SOURCE PASSAGE Block Start

Blue or Red Ocean

An important element in the management of a brand is innovation.  Successful brands are constantly innovating; developing new products and services, developing how those goods and services are delivered and developing new promotional channels.

As products move through their life cycle, they are continually innovated, packaging is redesigned, new features and functionality are added.  Take Listerine: It is currently sold as a mouthwash for bad breath but it started life as a household cleaning detergent.  Take Canon cameras: they launch a new model every six to twelve months and each time there is product adaption such as GPS, internet connectivity and ever higher pixel counts on the cameras sensor.

When looking for new products there are three possibilities:

  1.  An existing product class to meet an existing consumer need.
  2.  A new product class to meet an existing consumer need
  3. A new product class to meet a new consumer need (possibly a need the consumer is yet to realise they have).

An example is Apple.  When Apple launch a new iPhone, it is launching an existing product class to meet an existing product need, the mobile phone.  When it launched the iPod, it was launching a new product class, the digital music player for an existing consumer need, a portable music device.  Apple’s original product, the desk top computer was a new product class, the home computer, for a new consumer need, having a computer in the home instead of in the office or laboratory.

When computers were developed after the World War Two, they were seen as tools for science and mass computation.  In the mid-1970s following the invention of the silicon microchip, computers could be put on a desk but no one considered them a product for the home, they were business tools for accountancy and word processing.  It was innovators such as Sir Clive Sinclair and Steve Jobs who saw the possibility of a computer for the home and with the ZX 80, Sinclair was the first to put his to into that, Blue Ocean.

SOURCE PASSAGE Block End
DATA SUPPLIED Block Start

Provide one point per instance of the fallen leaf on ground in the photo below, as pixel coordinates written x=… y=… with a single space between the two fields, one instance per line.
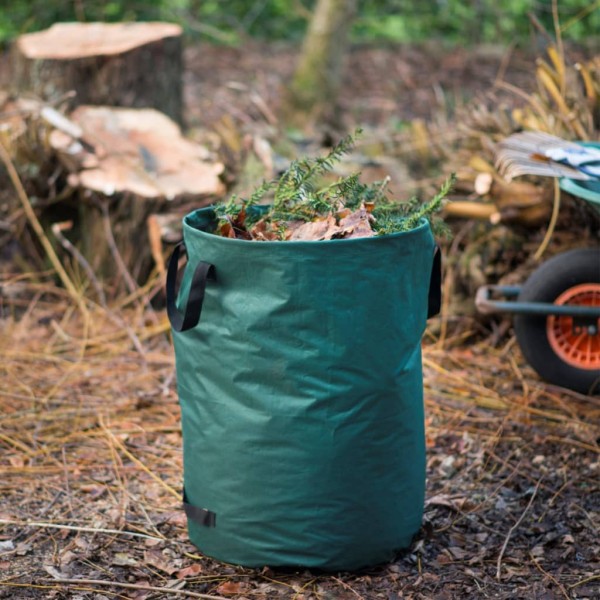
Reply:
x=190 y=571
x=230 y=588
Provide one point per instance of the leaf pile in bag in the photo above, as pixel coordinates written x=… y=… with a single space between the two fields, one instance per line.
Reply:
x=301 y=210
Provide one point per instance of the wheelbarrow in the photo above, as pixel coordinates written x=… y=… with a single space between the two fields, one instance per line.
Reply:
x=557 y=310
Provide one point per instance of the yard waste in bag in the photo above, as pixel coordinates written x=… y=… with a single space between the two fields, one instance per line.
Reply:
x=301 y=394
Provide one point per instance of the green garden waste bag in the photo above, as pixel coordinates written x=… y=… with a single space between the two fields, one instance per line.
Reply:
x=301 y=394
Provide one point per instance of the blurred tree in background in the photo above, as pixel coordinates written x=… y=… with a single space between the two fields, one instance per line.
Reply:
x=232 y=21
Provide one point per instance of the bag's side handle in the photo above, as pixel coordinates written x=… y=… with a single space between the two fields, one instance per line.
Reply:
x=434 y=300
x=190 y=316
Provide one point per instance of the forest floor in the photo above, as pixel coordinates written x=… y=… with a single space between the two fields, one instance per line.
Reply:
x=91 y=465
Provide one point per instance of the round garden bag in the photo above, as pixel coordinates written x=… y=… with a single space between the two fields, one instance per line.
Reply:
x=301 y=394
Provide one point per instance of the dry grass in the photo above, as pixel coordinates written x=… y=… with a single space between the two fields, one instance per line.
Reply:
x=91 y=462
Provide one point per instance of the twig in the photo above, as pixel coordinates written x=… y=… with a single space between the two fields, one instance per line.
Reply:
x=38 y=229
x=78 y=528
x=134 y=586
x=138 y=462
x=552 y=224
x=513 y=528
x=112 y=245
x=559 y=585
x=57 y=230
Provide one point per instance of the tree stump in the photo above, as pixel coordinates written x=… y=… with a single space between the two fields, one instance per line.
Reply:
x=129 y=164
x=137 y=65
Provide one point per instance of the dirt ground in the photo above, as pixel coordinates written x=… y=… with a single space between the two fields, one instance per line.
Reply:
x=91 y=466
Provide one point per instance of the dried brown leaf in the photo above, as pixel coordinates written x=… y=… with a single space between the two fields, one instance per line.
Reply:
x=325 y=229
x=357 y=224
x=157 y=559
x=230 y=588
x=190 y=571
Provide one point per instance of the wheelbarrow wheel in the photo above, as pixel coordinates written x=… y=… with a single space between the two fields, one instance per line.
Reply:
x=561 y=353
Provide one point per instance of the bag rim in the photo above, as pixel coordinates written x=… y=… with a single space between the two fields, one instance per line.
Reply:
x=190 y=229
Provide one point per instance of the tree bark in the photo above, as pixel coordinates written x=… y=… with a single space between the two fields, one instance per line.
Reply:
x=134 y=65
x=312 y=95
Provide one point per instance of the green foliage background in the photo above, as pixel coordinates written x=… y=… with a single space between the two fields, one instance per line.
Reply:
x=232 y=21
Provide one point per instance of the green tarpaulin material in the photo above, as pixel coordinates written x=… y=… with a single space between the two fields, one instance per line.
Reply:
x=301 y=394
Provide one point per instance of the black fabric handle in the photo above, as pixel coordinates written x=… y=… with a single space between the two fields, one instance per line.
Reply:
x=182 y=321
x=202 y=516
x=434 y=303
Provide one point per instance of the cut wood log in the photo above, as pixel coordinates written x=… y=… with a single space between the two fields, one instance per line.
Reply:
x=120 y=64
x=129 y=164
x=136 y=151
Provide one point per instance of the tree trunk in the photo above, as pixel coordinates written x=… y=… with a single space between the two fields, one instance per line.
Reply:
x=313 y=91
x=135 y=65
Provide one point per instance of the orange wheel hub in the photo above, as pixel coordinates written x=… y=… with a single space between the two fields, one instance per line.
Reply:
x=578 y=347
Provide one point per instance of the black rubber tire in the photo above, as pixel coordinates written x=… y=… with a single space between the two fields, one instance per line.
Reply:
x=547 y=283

DATA SUPPLIED Block End

EXERCISES TO COMPLETE ▸
A) Answer these from the Blue or Red Ocean text:
(i) What did Listerine start life as?
(ii) How often does Canon launch a new camera model?
(iii) With which computer was Sinclair the first?
B) Transcribe the part of the Blue or Red Ocean text starting at "Blue or Red Ocean" and ending at "existing consumer need.".
The lines are separate material from the Blue or Red Ocean text.

ANSWERS TO THE EXERCISE ▸
A)
(i) A household cleaning detergent.
(ii) Every six to twelve months.
(iii) The ZX 80.

B)
Blue or Red Ocean

An important element in the management of a brand is innovation.  Successful brands are constantly innovating; developing new products and services, developing how those goods and services are delivered and developing new promotional channels.

As products move through their life cycle, they are continually innovated, packaging is redesigned, new features and functionality are added.  Take Listerine: It is currently sold as a mouthwash for bad breath but it started life as a household cleaning detergent.  Take Canon cameras: they launch a new model every six to twelve months and each time there is product adaption such as GPS, internet connectivity and ever higher pixel counts on the cameras sensor.

When looking for new products there are three possibilities:

  1.  An existing product class to meet an existing consumer need.